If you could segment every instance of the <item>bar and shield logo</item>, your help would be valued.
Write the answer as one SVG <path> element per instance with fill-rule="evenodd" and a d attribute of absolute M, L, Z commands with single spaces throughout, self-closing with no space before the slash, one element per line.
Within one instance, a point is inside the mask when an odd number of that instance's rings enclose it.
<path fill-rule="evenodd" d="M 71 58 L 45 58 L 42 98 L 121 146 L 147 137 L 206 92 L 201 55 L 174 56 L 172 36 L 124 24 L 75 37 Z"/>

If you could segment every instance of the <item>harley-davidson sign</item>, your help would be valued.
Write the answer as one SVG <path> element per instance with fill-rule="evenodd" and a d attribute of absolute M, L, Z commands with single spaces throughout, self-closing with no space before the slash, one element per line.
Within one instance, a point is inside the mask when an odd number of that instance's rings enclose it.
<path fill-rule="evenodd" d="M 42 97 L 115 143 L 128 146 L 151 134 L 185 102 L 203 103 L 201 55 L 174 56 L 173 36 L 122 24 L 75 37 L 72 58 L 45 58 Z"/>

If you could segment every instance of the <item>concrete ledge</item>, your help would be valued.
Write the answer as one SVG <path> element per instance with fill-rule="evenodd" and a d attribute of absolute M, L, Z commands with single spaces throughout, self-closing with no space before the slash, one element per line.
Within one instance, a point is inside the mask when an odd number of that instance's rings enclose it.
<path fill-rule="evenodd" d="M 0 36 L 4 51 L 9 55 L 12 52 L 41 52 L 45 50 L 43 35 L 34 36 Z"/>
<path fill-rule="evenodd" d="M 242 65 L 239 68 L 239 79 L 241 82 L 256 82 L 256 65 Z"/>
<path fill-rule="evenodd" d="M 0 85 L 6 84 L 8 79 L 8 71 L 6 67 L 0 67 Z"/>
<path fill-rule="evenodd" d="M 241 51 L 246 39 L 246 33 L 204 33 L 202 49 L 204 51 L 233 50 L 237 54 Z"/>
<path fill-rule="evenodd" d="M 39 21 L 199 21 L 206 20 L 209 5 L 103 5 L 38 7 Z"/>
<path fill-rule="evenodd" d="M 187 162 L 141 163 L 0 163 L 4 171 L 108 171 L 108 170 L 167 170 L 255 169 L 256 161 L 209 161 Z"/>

++++++

## WHAT IS NEEDED
Report each line of the records that contains the word "would", copying every such line in full.

## TASK OUTPUT
If you could segment every instance of the <item>bar and shield logo</item>, your help would be valued.
If you could segment every instance of the <item>harley-davidson sign</item>, your help would be valued.
If you could segment every instance of the <item>concrete ledge</item>, your help would be valued.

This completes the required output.